- [Selected extract]

Review length as measured by word count were lowest for the 5-star rated books and highest for the 1-star book rating. Does this pattern continue for the new binary rating groups? I tested the null hypothesis that word counts are equal between the two 'high' and 'low' rating categories. To make comparisons between the rating groups I first log-transformed the word count data to address non-normal distributions and performed an independent two-sample t-test for unequal variances. Results of this test on the log-transformed word counts indicate that the word count of all 1-star through 4-star rated reviews is significantly higher than 'five-star' rated reviews (t = 15.5, p = 0.00).

![wordcountboxplot](boxplot.png)
__Figure 4.__ Word counts for reviews with 1 to 4-stars ('not5') are higher than word counts for 5-star ('five') reviews (t=15.5, p=0.0). Count values are log transformed.

Other quantifiable differences between low and high ratings include the percentage of review text entered in uppercase. Text written in all capital characters in reviews may reflect strong negative or positive sentiment by the reviewer. I explored the use of uppercase words in reviews using regular expressions to find and then count all words written in all uppercase.  For comparison between rating categories, I calculated the percentage of words in uppercase from the total number of words per review. There are many small values of percent uppercase words for both rating groups - my methods captured words like 'I' and 'A' and individual words written in uppercase for emphasis. When I considered reviews with 25% or more uppercase words there were 32 5-star reviews and only seven reviews of 4-stars or fewer. The statistical comparison between these two groups indicates there is no difference between the five-star and 1 to 4-star percentages of uppercase words. This analysis was indicative of other sub-groups I considered.

- [Given instruction A]
Condense the paragraph of the review-rating analysis that begins "Review length as measured by word count" into a short bulleted list that keeps its main facts.

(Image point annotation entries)
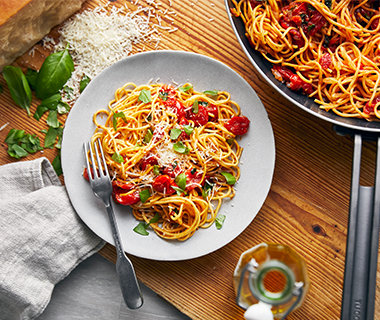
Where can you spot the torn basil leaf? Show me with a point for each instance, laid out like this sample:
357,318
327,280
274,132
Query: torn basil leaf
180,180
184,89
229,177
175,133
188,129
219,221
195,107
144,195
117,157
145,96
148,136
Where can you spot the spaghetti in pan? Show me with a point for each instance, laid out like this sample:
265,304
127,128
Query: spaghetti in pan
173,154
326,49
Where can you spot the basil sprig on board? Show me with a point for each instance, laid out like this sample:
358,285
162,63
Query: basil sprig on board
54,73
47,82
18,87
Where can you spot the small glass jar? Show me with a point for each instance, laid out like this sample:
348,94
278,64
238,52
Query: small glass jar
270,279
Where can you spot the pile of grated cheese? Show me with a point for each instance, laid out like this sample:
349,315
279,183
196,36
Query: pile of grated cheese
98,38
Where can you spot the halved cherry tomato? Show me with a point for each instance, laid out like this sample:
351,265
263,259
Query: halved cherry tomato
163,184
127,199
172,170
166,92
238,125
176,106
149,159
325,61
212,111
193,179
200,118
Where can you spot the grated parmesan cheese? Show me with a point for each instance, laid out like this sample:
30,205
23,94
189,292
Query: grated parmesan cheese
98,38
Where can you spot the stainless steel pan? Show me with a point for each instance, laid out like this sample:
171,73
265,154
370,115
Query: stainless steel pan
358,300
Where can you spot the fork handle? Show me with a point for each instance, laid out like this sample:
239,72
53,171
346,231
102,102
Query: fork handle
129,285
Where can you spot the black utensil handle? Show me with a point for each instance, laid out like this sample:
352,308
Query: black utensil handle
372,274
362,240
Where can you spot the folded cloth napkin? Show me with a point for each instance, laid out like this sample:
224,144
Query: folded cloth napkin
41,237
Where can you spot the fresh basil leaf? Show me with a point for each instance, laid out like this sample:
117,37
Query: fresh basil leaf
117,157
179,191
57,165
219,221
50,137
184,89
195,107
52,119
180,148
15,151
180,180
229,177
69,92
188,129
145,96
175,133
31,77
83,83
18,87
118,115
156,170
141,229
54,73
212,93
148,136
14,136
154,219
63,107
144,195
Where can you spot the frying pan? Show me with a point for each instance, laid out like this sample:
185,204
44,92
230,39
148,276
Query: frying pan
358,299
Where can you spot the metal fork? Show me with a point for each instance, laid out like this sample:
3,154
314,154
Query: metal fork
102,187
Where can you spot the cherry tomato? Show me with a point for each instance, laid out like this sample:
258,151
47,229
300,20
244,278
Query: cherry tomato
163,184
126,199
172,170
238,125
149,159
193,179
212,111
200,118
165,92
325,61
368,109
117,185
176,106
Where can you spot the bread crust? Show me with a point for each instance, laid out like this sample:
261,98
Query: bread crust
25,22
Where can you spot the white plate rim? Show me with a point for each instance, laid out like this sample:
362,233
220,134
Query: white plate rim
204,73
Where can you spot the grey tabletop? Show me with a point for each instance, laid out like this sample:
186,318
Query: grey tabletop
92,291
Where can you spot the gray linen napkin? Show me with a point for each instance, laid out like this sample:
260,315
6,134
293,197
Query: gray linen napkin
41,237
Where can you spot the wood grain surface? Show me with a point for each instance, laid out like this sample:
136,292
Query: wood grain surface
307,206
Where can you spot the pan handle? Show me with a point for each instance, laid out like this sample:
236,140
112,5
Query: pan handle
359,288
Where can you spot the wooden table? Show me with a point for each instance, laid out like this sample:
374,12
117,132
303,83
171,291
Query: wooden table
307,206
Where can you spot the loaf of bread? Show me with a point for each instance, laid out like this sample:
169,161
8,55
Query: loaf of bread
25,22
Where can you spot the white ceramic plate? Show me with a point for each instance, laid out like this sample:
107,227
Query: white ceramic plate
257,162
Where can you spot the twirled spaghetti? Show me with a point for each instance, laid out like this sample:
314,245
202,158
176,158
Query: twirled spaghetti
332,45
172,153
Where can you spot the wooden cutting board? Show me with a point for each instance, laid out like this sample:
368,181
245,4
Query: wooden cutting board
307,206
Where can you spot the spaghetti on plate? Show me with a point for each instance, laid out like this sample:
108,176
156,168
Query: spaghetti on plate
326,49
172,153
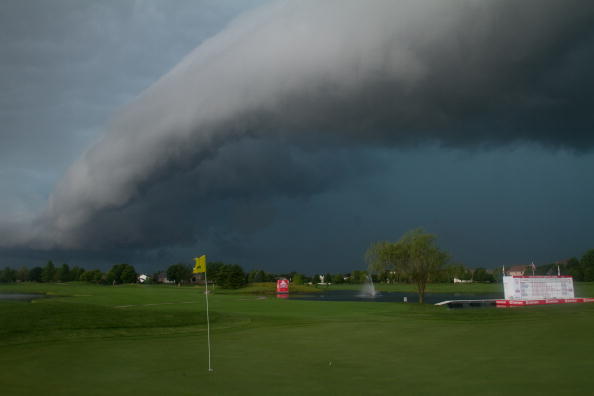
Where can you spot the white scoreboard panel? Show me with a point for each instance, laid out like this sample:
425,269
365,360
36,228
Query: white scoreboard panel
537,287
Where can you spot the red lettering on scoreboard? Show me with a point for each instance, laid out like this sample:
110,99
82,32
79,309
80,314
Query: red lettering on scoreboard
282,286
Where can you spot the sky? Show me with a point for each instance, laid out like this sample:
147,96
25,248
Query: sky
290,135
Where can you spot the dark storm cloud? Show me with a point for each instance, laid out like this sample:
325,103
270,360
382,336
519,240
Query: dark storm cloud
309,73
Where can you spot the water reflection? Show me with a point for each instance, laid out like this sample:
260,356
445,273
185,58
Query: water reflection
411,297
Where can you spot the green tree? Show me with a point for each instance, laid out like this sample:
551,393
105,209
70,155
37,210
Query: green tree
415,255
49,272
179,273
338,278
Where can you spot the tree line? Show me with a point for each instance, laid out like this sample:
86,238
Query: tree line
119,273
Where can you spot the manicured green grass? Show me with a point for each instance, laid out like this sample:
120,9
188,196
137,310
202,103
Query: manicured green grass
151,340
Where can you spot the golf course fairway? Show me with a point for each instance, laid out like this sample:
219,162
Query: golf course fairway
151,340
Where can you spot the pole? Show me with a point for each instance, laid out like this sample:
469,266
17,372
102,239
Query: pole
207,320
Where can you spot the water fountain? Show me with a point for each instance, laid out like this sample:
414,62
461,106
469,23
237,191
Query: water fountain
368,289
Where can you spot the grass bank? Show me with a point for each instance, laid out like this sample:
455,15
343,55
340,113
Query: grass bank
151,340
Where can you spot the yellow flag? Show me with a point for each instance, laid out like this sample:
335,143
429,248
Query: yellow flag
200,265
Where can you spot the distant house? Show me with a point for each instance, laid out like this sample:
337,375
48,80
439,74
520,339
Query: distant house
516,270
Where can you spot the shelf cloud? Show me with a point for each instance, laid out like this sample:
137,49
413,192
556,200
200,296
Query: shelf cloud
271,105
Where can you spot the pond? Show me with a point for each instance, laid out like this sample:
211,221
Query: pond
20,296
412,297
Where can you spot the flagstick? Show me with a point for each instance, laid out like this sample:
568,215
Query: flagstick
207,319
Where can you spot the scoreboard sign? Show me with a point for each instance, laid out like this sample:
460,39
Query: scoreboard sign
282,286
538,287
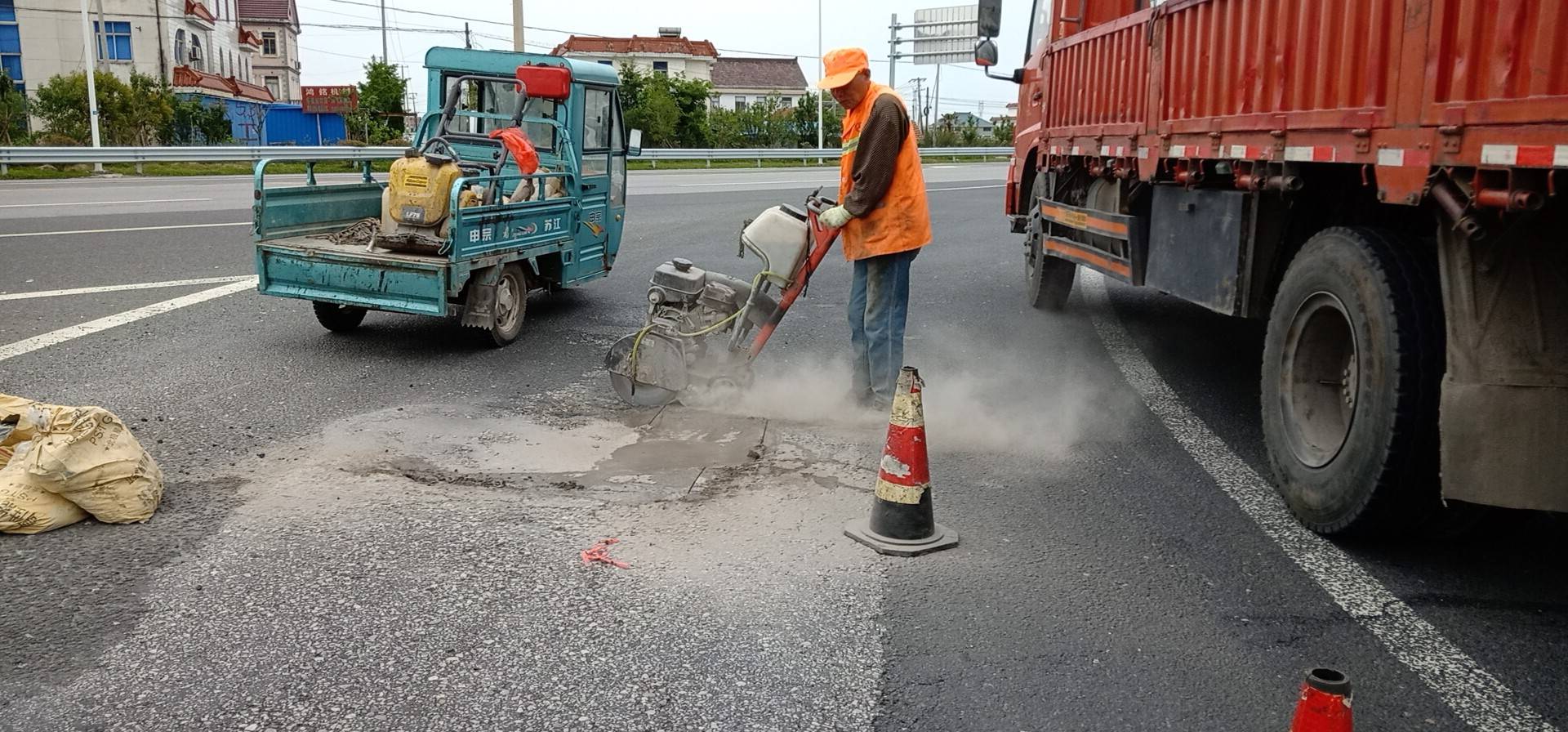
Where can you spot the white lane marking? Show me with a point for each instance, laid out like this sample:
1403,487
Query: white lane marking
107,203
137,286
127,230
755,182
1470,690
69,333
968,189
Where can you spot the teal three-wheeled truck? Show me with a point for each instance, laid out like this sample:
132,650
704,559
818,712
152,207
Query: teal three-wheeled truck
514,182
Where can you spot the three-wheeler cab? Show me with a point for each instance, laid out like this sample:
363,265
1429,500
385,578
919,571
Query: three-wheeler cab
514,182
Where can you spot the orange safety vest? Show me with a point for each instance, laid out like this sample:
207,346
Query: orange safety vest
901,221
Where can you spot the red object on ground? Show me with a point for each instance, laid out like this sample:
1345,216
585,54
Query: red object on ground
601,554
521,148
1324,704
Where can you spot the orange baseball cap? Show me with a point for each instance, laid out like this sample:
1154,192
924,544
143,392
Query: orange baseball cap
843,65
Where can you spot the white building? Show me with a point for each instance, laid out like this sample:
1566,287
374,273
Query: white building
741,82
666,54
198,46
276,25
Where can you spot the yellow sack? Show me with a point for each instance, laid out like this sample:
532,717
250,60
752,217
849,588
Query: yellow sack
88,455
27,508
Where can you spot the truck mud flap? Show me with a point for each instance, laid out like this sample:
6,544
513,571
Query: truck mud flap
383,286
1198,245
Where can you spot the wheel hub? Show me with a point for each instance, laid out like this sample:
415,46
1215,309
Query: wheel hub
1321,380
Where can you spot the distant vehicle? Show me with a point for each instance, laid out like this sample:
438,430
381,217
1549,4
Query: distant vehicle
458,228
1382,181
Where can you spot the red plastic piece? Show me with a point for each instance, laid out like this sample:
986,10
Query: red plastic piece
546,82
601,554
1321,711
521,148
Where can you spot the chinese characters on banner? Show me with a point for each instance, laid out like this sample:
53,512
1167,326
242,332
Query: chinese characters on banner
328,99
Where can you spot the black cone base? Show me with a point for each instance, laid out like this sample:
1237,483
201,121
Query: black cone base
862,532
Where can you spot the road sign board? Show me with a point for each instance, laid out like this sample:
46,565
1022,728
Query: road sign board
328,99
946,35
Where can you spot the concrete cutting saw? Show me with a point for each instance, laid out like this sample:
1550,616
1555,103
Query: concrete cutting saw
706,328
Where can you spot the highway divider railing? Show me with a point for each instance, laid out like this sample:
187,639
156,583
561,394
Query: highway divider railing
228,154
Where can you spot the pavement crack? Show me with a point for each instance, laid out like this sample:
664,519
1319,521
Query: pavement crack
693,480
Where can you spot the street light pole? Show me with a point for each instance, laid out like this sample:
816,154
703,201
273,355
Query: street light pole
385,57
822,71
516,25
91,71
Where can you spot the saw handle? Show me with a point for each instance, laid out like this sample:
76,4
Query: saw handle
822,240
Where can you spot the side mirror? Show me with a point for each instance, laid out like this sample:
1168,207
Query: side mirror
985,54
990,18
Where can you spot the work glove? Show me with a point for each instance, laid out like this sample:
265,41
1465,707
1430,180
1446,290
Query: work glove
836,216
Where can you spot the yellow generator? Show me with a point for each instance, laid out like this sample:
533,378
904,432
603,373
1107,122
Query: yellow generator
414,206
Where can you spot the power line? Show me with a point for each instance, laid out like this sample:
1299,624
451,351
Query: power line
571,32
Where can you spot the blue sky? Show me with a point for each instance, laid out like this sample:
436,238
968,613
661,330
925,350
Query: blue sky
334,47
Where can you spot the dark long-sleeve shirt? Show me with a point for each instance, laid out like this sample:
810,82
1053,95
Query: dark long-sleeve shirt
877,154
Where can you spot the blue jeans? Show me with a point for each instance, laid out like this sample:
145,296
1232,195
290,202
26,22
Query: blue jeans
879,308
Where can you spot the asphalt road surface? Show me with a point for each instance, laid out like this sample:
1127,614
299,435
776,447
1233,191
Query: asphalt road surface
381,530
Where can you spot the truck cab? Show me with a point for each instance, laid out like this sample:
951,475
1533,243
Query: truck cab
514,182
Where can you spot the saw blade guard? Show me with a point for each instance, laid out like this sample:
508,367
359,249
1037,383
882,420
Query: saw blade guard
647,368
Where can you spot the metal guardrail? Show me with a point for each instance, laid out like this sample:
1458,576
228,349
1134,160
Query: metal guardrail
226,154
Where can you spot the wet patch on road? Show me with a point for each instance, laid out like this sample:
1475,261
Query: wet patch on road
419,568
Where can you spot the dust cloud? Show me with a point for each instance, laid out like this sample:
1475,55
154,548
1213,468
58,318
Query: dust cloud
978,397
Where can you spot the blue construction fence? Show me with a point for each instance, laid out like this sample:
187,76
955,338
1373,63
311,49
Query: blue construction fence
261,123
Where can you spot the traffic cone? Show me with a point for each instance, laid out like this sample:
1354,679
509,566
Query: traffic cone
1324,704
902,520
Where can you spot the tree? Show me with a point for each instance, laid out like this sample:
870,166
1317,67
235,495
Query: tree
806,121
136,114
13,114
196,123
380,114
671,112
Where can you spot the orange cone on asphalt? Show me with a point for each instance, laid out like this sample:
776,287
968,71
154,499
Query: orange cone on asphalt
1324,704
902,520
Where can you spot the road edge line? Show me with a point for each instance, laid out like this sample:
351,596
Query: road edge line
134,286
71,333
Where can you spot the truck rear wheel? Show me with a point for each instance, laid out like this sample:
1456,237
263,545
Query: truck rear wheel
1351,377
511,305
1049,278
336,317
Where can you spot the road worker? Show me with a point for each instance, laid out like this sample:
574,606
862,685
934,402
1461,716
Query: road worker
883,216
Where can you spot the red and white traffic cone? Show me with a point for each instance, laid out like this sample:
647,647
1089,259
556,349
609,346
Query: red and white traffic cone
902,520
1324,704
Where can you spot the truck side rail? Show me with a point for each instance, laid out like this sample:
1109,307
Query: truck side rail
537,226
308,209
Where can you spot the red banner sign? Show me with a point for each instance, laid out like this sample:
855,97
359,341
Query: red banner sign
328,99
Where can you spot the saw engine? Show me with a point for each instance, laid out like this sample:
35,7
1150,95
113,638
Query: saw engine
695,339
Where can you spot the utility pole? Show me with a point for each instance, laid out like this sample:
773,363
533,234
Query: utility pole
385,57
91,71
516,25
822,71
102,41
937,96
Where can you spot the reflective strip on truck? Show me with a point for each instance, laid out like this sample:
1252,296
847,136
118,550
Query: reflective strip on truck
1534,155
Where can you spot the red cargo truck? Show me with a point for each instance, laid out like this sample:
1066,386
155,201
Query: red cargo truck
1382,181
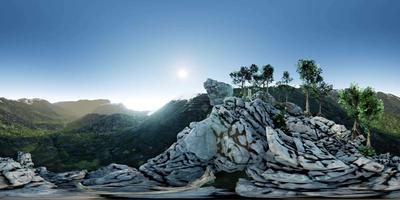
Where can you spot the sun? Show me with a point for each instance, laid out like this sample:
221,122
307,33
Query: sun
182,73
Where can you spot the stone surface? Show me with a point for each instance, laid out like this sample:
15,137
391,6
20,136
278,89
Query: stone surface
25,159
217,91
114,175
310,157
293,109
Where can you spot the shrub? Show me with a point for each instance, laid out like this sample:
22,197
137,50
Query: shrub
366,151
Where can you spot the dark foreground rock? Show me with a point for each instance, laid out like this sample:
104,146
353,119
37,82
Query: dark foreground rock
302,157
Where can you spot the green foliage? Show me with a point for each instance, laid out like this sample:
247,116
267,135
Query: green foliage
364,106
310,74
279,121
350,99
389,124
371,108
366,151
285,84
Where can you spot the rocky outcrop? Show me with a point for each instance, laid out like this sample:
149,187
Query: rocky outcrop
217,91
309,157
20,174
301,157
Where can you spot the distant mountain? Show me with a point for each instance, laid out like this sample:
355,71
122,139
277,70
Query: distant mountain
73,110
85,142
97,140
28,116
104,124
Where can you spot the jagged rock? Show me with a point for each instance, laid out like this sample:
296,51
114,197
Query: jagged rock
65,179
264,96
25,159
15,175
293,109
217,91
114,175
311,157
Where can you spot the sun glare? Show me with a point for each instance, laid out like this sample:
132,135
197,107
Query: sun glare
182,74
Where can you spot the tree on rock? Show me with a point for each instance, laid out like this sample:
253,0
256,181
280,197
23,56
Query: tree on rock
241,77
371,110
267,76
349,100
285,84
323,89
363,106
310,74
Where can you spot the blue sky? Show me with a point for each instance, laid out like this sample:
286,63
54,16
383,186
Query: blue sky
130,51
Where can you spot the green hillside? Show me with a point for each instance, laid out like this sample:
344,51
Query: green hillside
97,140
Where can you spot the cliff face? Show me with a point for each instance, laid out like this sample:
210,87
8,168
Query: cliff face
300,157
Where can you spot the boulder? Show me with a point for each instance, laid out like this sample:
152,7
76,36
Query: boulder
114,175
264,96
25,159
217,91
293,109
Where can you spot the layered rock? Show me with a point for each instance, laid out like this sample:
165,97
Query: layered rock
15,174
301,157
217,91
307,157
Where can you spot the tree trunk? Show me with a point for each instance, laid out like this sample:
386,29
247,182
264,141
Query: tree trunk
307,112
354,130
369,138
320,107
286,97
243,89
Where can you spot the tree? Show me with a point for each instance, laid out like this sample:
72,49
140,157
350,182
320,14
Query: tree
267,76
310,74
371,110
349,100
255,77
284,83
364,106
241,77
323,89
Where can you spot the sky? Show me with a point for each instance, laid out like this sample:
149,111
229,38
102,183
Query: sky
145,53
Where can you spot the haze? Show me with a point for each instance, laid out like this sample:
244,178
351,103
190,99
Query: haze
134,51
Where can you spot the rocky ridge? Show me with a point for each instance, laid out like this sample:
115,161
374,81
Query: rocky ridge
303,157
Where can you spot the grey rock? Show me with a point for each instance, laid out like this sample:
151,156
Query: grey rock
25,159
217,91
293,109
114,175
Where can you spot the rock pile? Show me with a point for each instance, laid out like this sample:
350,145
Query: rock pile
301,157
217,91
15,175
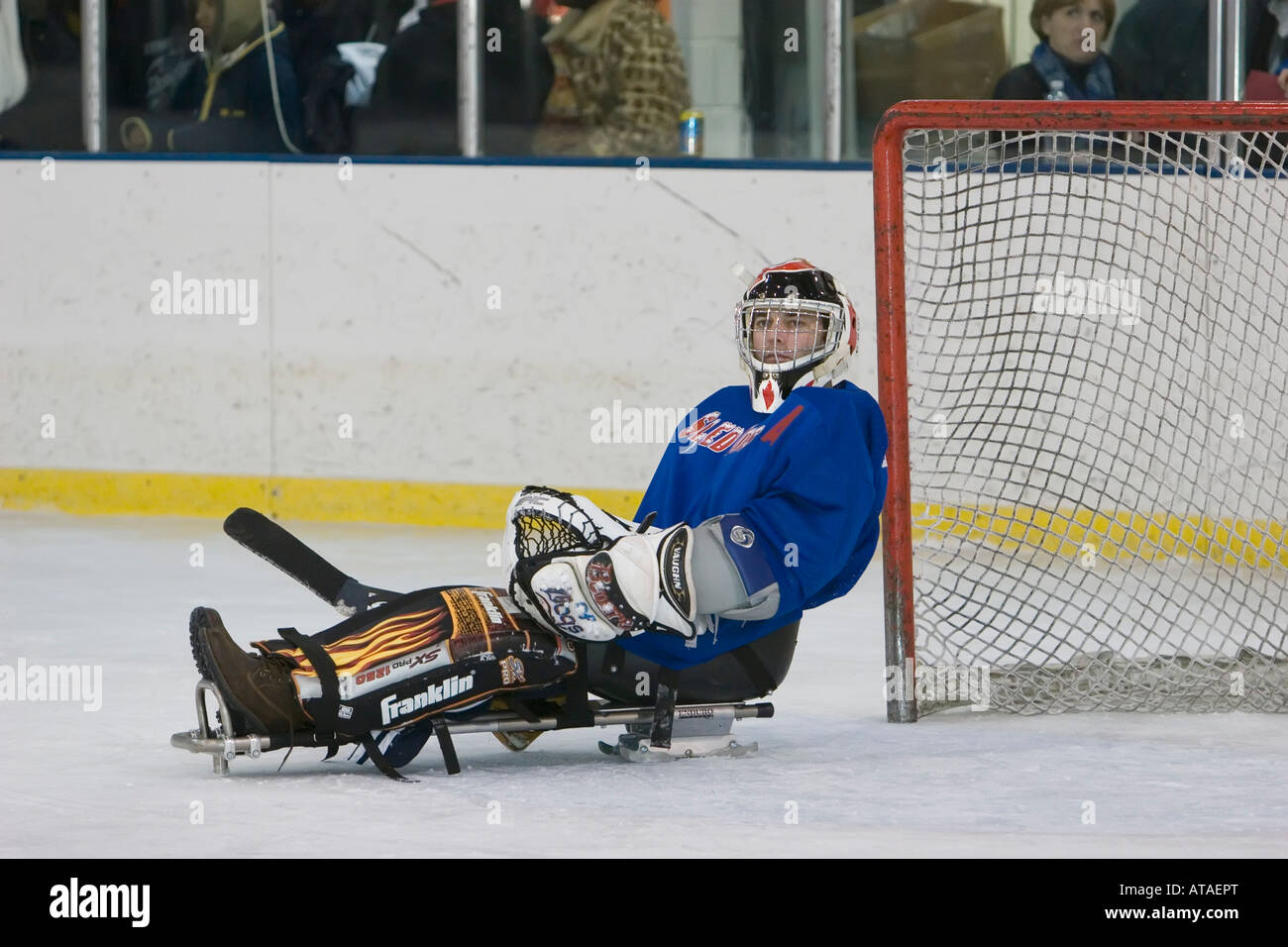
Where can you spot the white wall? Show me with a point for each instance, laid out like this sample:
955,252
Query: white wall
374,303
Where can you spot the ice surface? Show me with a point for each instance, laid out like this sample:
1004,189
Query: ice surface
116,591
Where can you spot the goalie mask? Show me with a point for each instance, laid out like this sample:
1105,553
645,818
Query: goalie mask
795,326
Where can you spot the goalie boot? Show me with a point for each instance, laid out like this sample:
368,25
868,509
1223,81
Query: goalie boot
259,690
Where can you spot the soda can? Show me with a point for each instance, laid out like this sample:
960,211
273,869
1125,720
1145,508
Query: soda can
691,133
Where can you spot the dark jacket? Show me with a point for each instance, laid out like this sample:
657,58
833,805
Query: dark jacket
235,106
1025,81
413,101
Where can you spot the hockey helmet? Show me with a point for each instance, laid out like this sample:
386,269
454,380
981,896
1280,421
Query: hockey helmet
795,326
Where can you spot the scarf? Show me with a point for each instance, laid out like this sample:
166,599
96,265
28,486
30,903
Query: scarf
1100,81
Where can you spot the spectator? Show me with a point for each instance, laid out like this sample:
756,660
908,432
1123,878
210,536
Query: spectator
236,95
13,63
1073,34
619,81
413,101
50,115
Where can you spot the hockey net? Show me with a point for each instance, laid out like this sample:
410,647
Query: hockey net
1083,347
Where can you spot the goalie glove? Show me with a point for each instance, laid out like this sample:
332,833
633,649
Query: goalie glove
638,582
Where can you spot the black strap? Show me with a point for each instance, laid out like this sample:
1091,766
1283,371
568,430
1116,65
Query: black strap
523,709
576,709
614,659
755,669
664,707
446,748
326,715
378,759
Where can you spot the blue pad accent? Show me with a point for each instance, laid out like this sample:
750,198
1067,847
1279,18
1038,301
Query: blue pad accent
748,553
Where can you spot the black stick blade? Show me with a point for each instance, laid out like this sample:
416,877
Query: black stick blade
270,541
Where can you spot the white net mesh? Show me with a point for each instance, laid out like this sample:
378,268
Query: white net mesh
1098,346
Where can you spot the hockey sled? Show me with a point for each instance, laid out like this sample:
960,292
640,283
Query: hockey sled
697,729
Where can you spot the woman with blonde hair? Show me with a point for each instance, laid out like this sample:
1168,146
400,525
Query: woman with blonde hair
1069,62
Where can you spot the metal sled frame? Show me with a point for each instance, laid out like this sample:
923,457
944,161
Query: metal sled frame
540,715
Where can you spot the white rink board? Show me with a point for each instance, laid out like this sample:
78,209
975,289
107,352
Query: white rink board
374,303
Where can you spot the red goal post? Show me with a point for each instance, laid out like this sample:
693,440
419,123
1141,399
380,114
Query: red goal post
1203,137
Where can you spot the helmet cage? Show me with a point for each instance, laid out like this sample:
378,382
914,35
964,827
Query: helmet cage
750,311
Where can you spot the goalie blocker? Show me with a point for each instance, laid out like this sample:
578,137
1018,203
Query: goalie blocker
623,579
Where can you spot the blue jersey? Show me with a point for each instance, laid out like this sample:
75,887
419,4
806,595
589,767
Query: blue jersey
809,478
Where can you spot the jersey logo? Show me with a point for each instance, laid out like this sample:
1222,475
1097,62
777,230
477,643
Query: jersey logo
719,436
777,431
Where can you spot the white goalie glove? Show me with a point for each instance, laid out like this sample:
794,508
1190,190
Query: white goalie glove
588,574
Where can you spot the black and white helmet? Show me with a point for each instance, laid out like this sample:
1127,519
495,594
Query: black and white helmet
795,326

- [Given instruction B]
Format the records as a Markdown table with columns Nr and Line, starting at the line containing "Where can you spot the black and" and ending at the last line of the records. Leave out blank lines.

- [Written response A]
- Word counts were lowest for 5-star reviews and highest for 1-star reviews.
- The null hypothesis stated that word counts are equal between the "high" and "low" rating categories.
- Word counts were log-transformed to address non-normal distributions.
- An independent two-sample t-test for unequal variances was applied.
- Reviews rated 1 to 4 stars have significantly higher word counts than five-star reviews (t = 15.5, p = 0.00).

- [Written response B]
| Nr | Line |
|---|---|
| 1 | Where can you spot the black and white helmet? Show me with a point for each instance, laid out like this sample: |
| 2 | 1127,519 |
| 3 | 495,594 |
| 4 | Query: black and white helmet |
| 5 | 795,326 |